Die Uni des Saarlandes entwickelt zusammen mit Partnern eine neue Kühl- und Heiztechnologie auf Basis der Elastokalorik: Mit »SMACool« soll schon in drei Jahren der umweltfreundliche Prototyp einer dezentralen Klimaanlage für Wohnhäuser fertig sein, ganz ohne Kältemittel und raumweise regelbar.
Elastokalorik bezeichnet ein physikalisches Phänomen, bei dem sich ein Material entweder abkühlt oder erwärmt, wenn es mechanisch belastet oder entlastet wird und zu seiner ursprünglichen Temperatur zurückkehrt, wenn die Belastung vorbei ist – das macht es interessant für Anwendungen, bei denen eine wiederholbare und kontrollierbare Temperaturänderung benötigt wird. Im Gegensatz zu traditionellen Technologien werden keine Kühlmittel benötigt.
Das relativ neue Forschungsgebiet weist ein großes Potenzial für neue Anwendungen und Märkte in der Klimatechnik auf und bekommt deshalb Unterstützung durch das Pathfinder-Programm des Europäischen Innovationsrates (EIC): Vier Millionen Euro erhält der Elastokalorik-Pionier Prof. Paul Motzki und sein Team an der Universität des Saarlandes, das mit europäischen Partnern an einer neuen, klimaschonende Kühl- und Heiztechnologie mit globalem Potenzial zusammenarbeitet. Ziel: mit „SMACool“ den Prototypen einer dezentralen Klimaanlagen-Einheit für Wohnhäuser zu entwickeln.
Das Besondere: Durch schmale Lüftungsschlitze in Außenwänden soll Frischluft ins Haus strömen, die je nach Bedarf erwärmt oder gekühlt wird, bis die Wohlfühltemperatur für diesen speziellen Raum erreicht ist. Die Wärme wird transportiert, indem dünne Drähte oder Bleche aus der superelastischen Legierung Nickel-Titan be- und entlastet werden – ganz ohne klimaschädliche Kältemittel.

GESAMMELTE DATEN
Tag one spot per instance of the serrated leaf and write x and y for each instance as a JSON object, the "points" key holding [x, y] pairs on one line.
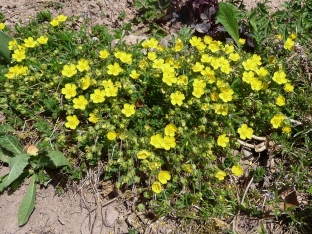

ZU ERLEDIGEN
1. Erläutern Sie in ein bis drei Sätzen, weshalb das Forschungsgebiet laut dem Text über Elastokalorik Unterstützung durch das Pathfinder-Programm des Europäischen Innovationsrates erhält.
2. Schreiben Sie den Text über Elastokalorik im Anschluss an seinen letzten Satz fort.

ERGEBNISSE JE AUFGABE
1. Das relativ neue Forschungsgebiet der Elastokalorik weist ein großes Potenzial für neue Anwendungen und Märkte in der Klimatechnik auf. Aus diesem Grund wird es durch das Pathfinder-Programm des Europäischen Innovationsrates (EIC) gefördert.

2.
»Wir wollen Häuser mit unserer Technologie nicht mit einer zentralen Anlage beheizen und kühlen, sondern dezentral und individuell jeden einzelnen Raum. Hierfür entwickeln wir eine kompakte Einheit, die unsere Technologie enthält, und künftig zum Beispiel in neuen Häusern direkt mit dem ohnehin erforderlichen Lüftungssystem eingebaut werden kann“, erklärt Prof. Motzki, der das Konsortium des Projektes SMACool leitet. Beteiligt sind neben den Saarbrücker Forscherinnen und Forschern die Universitäten in Ljubljana und Neapel (Federico II) und das Unternehmen exergyn aus Irland.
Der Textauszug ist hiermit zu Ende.